Requirement -
Word for word, reproduce the listing that follows, excluding any pictures it contains.

Data for the task -

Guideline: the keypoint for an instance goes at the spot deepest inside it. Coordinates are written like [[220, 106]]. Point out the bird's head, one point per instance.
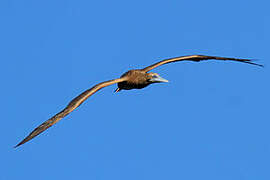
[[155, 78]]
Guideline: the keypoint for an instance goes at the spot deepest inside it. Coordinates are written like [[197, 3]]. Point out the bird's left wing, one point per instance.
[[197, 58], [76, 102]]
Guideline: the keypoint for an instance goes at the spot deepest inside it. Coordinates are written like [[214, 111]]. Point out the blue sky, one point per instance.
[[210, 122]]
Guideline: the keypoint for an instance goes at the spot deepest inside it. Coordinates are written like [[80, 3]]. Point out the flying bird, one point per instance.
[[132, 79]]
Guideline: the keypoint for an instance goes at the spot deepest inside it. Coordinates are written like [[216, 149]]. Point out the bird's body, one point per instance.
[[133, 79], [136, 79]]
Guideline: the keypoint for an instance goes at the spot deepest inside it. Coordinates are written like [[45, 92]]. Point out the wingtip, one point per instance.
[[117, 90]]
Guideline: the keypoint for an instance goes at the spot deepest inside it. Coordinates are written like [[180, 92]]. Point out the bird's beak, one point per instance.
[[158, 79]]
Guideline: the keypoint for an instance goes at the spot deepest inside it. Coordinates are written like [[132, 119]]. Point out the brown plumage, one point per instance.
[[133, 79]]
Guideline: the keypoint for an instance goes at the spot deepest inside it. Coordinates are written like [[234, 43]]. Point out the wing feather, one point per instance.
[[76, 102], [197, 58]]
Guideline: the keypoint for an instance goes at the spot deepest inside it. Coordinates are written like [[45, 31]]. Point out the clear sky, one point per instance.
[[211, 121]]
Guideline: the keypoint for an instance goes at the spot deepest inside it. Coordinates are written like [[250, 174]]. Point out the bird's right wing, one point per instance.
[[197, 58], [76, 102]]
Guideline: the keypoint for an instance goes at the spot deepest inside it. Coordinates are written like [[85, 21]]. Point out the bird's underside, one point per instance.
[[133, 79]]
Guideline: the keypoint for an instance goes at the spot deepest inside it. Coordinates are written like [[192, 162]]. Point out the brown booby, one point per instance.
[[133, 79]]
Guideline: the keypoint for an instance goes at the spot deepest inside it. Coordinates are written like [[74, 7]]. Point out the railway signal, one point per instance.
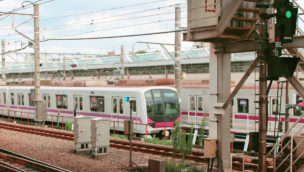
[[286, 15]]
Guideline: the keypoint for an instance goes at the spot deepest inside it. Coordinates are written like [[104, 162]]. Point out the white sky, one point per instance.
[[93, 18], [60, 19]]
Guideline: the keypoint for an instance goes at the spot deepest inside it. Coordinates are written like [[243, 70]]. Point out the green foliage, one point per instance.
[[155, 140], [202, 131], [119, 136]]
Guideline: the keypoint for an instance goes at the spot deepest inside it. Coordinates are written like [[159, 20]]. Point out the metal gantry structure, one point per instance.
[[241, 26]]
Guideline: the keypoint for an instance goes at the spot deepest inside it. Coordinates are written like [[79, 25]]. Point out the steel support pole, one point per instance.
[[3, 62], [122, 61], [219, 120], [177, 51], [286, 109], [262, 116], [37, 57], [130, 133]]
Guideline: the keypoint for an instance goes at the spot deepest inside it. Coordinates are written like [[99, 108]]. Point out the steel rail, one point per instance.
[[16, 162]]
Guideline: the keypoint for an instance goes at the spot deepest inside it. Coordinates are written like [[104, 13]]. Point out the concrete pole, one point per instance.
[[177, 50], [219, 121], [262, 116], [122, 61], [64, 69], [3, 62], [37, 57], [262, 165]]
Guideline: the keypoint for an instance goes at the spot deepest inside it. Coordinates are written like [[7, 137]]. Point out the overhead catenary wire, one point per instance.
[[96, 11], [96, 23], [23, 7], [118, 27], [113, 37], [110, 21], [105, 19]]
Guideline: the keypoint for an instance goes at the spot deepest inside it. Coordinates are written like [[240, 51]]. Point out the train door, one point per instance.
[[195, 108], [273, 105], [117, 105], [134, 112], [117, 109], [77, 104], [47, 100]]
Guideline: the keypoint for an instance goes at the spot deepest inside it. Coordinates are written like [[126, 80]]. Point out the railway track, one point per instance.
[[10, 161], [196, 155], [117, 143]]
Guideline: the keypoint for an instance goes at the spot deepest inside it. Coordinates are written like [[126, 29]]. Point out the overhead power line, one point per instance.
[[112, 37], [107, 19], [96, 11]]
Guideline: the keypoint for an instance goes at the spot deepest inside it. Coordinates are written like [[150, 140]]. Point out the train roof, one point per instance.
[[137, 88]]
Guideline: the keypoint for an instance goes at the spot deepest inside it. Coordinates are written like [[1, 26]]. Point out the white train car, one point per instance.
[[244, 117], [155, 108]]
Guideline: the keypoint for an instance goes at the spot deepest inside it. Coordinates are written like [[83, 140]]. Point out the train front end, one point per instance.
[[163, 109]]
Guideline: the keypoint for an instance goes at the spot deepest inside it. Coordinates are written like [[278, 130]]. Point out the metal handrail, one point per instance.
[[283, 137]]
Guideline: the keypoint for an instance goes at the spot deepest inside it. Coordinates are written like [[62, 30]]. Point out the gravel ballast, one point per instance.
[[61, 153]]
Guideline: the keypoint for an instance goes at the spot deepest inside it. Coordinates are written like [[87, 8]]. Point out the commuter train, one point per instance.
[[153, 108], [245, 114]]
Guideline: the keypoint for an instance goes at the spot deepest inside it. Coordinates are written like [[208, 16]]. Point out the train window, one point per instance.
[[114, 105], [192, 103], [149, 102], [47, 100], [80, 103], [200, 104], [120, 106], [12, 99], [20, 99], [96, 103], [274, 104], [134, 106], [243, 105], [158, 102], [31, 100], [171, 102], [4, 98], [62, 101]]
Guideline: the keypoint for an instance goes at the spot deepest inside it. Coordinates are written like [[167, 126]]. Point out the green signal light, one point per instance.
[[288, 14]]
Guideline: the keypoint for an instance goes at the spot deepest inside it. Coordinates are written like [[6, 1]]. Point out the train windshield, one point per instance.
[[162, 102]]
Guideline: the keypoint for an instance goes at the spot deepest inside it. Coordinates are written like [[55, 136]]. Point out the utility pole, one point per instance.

Answer box -
Guideline: the keypoint for an instance goes at the spot deepest inside it. Coordinates are written like [[220, 106]]. Point out the bird's head, one point per instance.
[[155, 78]]
Guideline: the keypoint for an instance goes at the spot deepest inside it. Coordinates are written like [[197, 3]]. Point out the bird's left wing, one point per instance.
[[197, 58], [76, 102]]
Guideline: the keypoint for an instance goes at the spot deepest inside it. Coordinates are written like [[214, 111]]. Point out the blue sky, one point per instance.
[[210, 122]]
Guideline: the keypoint for an instance goes at the spot deepest inside it. Coordinates are written like [[80, 3]]. Point out the flying bird, one point per instance.
[[132, 79]]
Guideline: the keypoint for an instance goes at the spot deepest inside it. Coordinates are written like [[216, 149]]. Point out the bird's body, one point per instance.
[[133, 79], [136, 79]]
Guideline: the keypoint for an instance goes at the spot deepest inside it. Coordinates are written like [[45, 92]]. Point out the wingtip, one point per instance.
[[117, 90]]
Guideline: the keypoint for an instance goes at the spot deepest inside it. Coordinates are written like [[180, 92]]. Point out the bird's beak, one point per instance.
[[158, 79]]
Guideline: the keypoint for an instance goes at the spot deepest inside it. Coordinates are written like [[132, 119]]. Point out the brown plumage, one point per instance.
[[133, 79]]
Guideline: the keypoint for an instance goes at the spot deepest inside it. Coordinates are written like [[234, 43]]. Point out the wing feather, one point per instance.
[[76, 102], [197, 58]]
Guideline: the keypoint for an instance goes at the spot deepest inside it. Coordinates are written like [[45, 31]]. Point out the clear sky, one point per instance.
[[211, 121]]
Guideline: the keypoint for an instance goes at the spot deepest inside it. Coordinates are written like [[250, 174]]. Point out the bird's right wing, one point per instance.
[[197, 58], [76, 102]]
Guideline: the keypoint for an instance goes at the spot deepest inside it. Coordinates are written like [[85, 21]]. Point out the bird's underside, one point per instance.
[[133, 79]]
Guideline: the keypoint for an instance goes at the spot deepest inside it. Coordinates are written like [[192, 162]]. Point out the brown booby, one point per instance.
[[133, 79]]
Guideline: the keypoint for an instance goes at the spot deepest inside it. Coordinates are written like [[74, 7]]. Point out the railway signal, one point per instance.
[[286, 15]]
Guideline: the keypoint for an instance goes at the spot deepest inside it. Coordinates are written like [[104, 162]]. Point out the white sky, one point per instance.
[[93, 18], [60, 19]]
Guideline: the keypoint for an instance goes at the spot deepest inside it. Coordinates are written like [[243, 70]]. Point out the green foliage, one point per instance.
[[155, 140], [202, 131], [119, 136]]
Guideline: the keypoint for an instance goes at the spot deepest inside it. Coordinates are written like [[159, 20]]. Point out the metal gantry structure, one point per instance.
[[241, 26]]
Guideline: the keypoint for an instance goes at the spot deepest inside it. Coordinates are written like [[79, 25]]. Point out the steel support pole, one point per instance.
[[3, 62], [122, 61], [219, 120], [177, 51], [286, 109], [262, 116], [37, 57], [130, 133]]
Guideline: the keypoint for an instance goes at the spot deepest inside it. Coordinates are written like [[99, 108]]. Point out the steel rail, one point per instance.
[[16, 162]]
Guideline: the keypoint for an instance goes at the spot deepest inside it. Coordinates are written like [[104, 13]]. Point out the concrete pole, one point per instance.
[[177, 50], [219, 121], [262, 116], [122, 61], [64, 69], [3, 62], [37, 57], [262, 165]]
Guideline: the keypoint for an instance goes at the spot deepest inside it. Coordinates are written like [[7, 137]]. Point out the overhead catenary wire, one point per instance.
[[96, 11], [96, 23], [23, 7], [118, 27], [113, 37], [110, 21], [105, 19]]
Guideline: the keypoint for an instance goes at the spot deepest inside it. Coordinates are written like [[240, 51]]. Point out the train door, one point per instance.
[[195, 108], [273, 105], [117, 105], [134, 112], [117, 109], [77, 104], [47, 100]]
Guideline: the keypoint for an instance goes at the spot deepest inside it. Coordinates are written like [[126, 80]]. Point out the railway track, one point per instance.
[[10, 161], [196, 155], [117, 143]]
Guideline: the keypoint for an instance goes at the spot deepest inside it. Coordinates are written like [[126, 29]]. Point out the overhead power line, one point per instance.
[[112, 37], [107, 19], [96, 11]]
Guideline: the keypoint for an instance goes at the spot deepest inside it. Coordinates are written like [[150, 140]]. Point out the train roof, one point per instance.
[[137, 88]]
Guideline: the keypoint for an instance goes at the spot deepest inside it. Coordinates are written like [[1, 26]]. Point out the white train car, one point per instance.
[[244, 117], [155, 108]]
Guideline: the keypoint for an instance goes at the spot deepest inside it. Coordinates are written like [[83, 140]]. Point out the train front end, one point per instance.
[[163, 109]]
Guideline: the keypoint for an instance goes at the spot deepest inside it. Coordinates are written like [[278, 130]]. Point out the metal handrail, one point per instance.
[[283, 137]]
Guideline: the keypoint for an instance goes at the spot deepest inside it. Coordinates are written like [[62, 30]]. Point out the gravel ballast, one point per instance.
[[61, 153]]
Guideline: the keypoint for an instance goes at the spot deepest inside it. Coordinates are written like [[87, 8]]. Point out the commuter train, one point per instance.
[[153, 108], [245, 114]]
Guideline: the keypoint for an instance goes at the spot deepest inside it. Coordinates are written like [[208, 16]]. Point out the train window, one point per instance.
[[114, 105], [192, 103], [149, 102], [47, 100], [80, 103], [200, 104], [120, 106], [12, 99], [20, 99], [96, 103], [274, 104], [134, 106], [243, 105], [158, 102], [31, 100], [171, 102], [4, 98], [62, 101]]
Guideline: the keypoint for an instance goes at the spot deepest inside it. Coordinates are written like [[167, 126]]. Point out the green signal light, one point per instance.
[[288, 14]]
Guideline: the keypoint for an instance goes at the spot deepest inside it. Coordinates are written like [[6, 1]]. Point out the train windshield, one point per instance.
[[162, 102]]
Guideline: the keypoint for an instance goes at the spot deepest inside it. Coordinates are written like [[55, 136]]. Point out the utility pole, one point per instance.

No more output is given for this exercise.